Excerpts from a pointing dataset
•••••
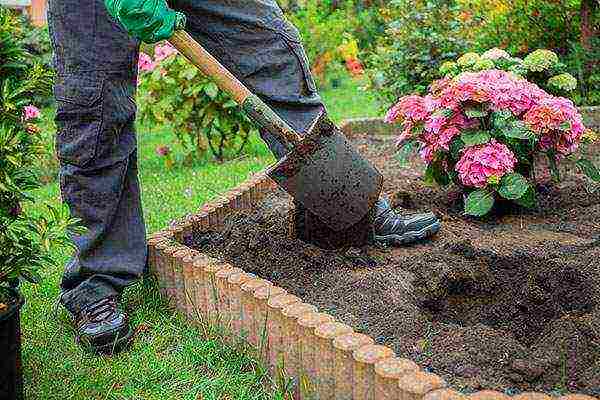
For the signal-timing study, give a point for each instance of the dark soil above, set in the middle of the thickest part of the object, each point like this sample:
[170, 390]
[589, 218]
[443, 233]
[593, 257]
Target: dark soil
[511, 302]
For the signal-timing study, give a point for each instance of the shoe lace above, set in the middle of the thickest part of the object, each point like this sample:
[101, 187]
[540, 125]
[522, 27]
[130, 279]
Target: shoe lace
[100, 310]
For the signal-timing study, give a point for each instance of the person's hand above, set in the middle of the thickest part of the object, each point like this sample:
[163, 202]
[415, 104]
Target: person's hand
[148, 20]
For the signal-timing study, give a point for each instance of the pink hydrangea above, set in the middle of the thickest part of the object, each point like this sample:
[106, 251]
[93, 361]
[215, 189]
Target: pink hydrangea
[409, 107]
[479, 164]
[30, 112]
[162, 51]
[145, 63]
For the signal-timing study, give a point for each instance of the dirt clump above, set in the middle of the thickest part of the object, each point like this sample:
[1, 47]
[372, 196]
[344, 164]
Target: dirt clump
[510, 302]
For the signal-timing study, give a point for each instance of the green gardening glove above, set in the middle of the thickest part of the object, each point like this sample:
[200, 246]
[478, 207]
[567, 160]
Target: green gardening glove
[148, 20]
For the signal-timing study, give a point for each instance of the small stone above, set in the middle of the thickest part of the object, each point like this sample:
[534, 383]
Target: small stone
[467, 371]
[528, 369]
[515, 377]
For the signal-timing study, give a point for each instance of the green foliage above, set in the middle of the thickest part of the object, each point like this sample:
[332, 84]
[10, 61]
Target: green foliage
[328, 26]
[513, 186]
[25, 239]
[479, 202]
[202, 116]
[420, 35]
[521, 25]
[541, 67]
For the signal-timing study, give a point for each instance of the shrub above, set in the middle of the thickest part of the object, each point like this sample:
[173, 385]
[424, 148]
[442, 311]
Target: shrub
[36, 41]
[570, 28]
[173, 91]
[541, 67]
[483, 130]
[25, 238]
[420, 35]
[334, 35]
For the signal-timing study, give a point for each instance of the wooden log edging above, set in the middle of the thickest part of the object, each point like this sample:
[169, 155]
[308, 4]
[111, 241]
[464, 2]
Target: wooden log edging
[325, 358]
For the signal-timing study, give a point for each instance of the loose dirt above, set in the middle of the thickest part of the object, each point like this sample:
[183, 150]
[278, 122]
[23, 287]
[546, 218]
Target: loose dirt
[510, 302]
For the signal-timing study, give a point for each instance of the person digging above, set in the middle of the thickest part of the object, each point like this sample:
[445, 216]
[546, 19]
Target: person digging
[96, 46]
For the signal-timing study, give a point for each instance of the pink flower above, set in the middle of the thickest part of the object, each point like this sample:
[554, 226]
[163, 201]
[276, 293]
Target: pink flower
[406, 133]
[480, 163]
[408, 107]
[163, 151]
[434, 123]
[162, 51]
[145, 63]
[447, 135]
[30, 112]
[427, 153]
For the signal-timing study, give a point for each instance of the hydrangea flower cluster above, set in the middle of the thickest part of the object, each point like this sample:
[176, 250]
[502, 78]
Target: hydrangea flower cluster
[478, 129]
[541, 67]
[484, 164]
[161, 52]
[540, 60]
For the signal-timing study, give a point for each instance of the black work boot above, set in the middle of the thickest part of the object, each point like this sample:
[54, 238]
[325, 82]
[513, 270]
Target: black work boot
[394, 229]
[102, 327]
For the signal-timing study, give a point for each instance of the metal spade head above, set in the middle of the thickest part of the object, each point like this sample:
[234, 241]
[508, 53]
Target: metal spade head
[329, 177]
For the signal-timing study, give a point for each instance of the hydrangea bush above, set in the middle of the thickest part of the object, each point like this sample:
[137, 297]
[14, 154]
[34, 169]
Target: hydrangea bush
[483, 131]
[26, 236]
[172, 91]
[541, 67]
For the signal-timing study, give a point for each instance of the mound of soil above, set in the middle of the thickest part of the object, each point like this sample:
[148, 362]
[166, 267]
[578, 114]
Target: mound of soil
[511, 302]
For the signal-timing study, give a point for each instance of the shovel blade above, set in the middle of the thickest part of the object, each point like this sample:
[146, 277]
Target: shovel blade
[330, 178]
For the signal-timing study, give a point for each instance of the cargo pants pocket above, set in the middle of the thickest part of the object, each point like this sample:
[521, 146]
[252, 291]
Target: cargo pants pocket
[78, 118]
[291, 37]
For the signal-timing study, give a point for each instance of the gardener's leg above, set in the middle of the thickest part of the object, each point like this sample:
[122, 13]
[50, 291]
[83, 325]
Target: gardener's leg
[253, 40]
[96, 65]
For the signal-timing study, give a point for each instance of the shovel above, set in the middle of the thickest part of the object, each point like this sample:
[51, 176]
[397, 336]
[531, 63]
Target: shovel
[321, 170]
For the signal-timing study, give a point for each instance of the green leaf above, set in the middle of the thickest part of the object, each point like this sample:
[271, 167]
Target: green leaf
•••••
WHAT TO WORK ON -
Reproduce the entire listing with every instance of "signal-timing study" replaced by "garden annotation study" and all other text left unchanged. Omit the pictures from your answer.

SOLUTION -
For the garden annotation study, give a point for each instance of the dark soil above, set in the middle of the thickest part of the object, each point like this sample:
[170, 390]
[589, 218]
[443, 233]
[593, 257]
Target: dark soil
[511, 302]
For the garden annotation study, give a point for each instance of the shoe lace above, set in the middle of the thickest part of the object, each point like this sample:
[101, 187]
[540, 125]
[522, 27]
[130, 279]
Target: shoe lace
[100, 310]
For the garden annotation study, give a point for each instance of the person's hand above, set in the middle of the thickest part of the object, each point like this sample:
[163, 202]
[415, 104]
Target: person's hand
[148, 20]
For the garden annotation study, give a point for each instance of the pink hydrangea above, set in the middle of the thickest part of the object, each point like this sample:
[106, 251]
[93, 361]
[215, 189]
Target: pink hydrangea
[409, 107]
[479, 164]
[30, 112]
[162, 51]
[145, 63]
For the garden annotation study, give a point for each instance of the dirt clump above, set in the middle of the thickest part of the object, each point like this sample:
[1, 47]
[372, 196]
[344, 164]
Target: dirt clump
[510, 302]
For the garden annotation study, give a point for each instance of the green gardening glove above, set in the middle of the thickest part of the object, each point like this sample:
[200, 246]
[478, 207]
[567, 160]
Target: green gardening glove
[148, 20]
For the garden annotation study, give a point for each instance of the small stone above, set in the middle of the thickest part of the object, each point like this sample:
[534, 383]
Target: small stone
[467, 371]
[528, 369]
[515, 377]
For the garden annotation study, give a point for each instance of the green foliage above, set in the middle of the thickest part of the object, each point like this sample:
[332, 84]
[10, 61]
Target: green foliage
[328, 26]
[513, 186]
[25, 239]
[479, 202]
[202, 116]
[420, 35]
[521, 25]
[541, 67]
For the garden annotation study, give a point for each instance of the shrub above, set in the middle of the thickest part of the object, each point like this sample:
[173, 385]
[424, 148]
[442, 311]
Target: shrub
[36, 41]
[570, 28]
[173, 91]
[541, 67]
[483, 130]
[25, 238]
[420, 35]
[334, 35]
For the garden annotation study, give a point for each instance of the wooden log edging above, set in the middle of the thickest part of the object, each point like this sample:
[169, 155]
[308, 4]
[111, 241]
[464, 2]
Target: wooden log edging
[325, 358]
For the garden annotation study, give a point for each instance of the loose dirt above, set in the middle of the thickest part of the object, each point like this sample:
[183, 150]
[278, 122]
[23, 287]
[546, 218]
Target: loose dirt
[510, 302]
For the garden annotation study, give a point for each instance of the person digging above, set in the middle of the thickest part of the object, each point like this sample:
[445, 216]
[546, 19]
Target: person digging
[96, 46]
For the garden annotation study, give a point for each instance of the pink flower above, set in the middle of the thickest part of the object, each point like this sample:
[554, 226]
[163, 201]
[276, 293]
Target: pink flower
[406, 133]
[480, 163]
[408, 107]
[163, 151]
[434, 123]
[162, 51]
[145, 63]
[447, 135]
[30, 112]
[427, 153]
For the garden annotation study, give a point for each instance of the hydrangea flower cluster above, set in the middle of the thickest part of the object, each point like this sample:
[176, 250]
[502, 78]
Target: hydrangea flower cluster
[478, 129]
[541, 67]
[484, 164]
[161, 52]
[540, 60]
For the garden annotation study, give a point for each instance of the black work boot above, set in the middle of the thickest part of the object, each point like this sample:
[54, 238]
[325, 82]
[513, 270]
Target: black work boot
[394, 229]
[102, 327]
For the garden annotation study, give a point for each instance of the metal spade head above, set in the middle of the thickest part of the object, each point like this sample:
[234, 241]
[508, 53]
Target: metal spade head
[329, 177]
For the garden annotation study, give a point for each instance of the hydrangea bush above, set in the middle of the thickest part of the object, each point like this sample:
[137, 297]
[14, 154]
[34, 169]
Target: hydrangea bush
[483, 131]
[26, 236]
[172, 91]
[541, 67]
For the garden annotation study, give a point for each instance of the mound of soil above, set in the middle of the thickest part of the object, each point like this sample:
[148, 362]
[166, 267]
[578, 114]
Target: mound of soil
[511, 302]
For the garden annotation study, give a point for each instance of the shovel blade above, set in the middle of the thickest part of the object, each point like this sample:
[146, 277]
Target: shovel blade
[330, 178]
For the garden annotation study, give a point for each instance of the cargo pants pocket above, set in the middle of the thickest part of the object, each point like this sample:
[521, 146]
[252, 291]
Target: cargo pants pocket
[78, 118]
[291, 37]
For the garden annotation study, give a point for each instance of the gardener's leg above, set in the middle of the thickest part of the object, each point like this sample:
[122, 13]
[50, 291]
[83, 325]
Target: gardener's leg
[253, 40]
[96, 65]
For the garden annotation study, give a point for each instance of the shovel above, set in the middle of the thickest part of the object, each point like this sample:
[51, 176]
[397, 336]
[531, 63]
Target: shovel
[321, 170]
For the garden annotation study, give a point for each instance of the green leaf above, set in the middle of the thickest part of the object, each point like this sample:
[271, 167]
Target: green leaf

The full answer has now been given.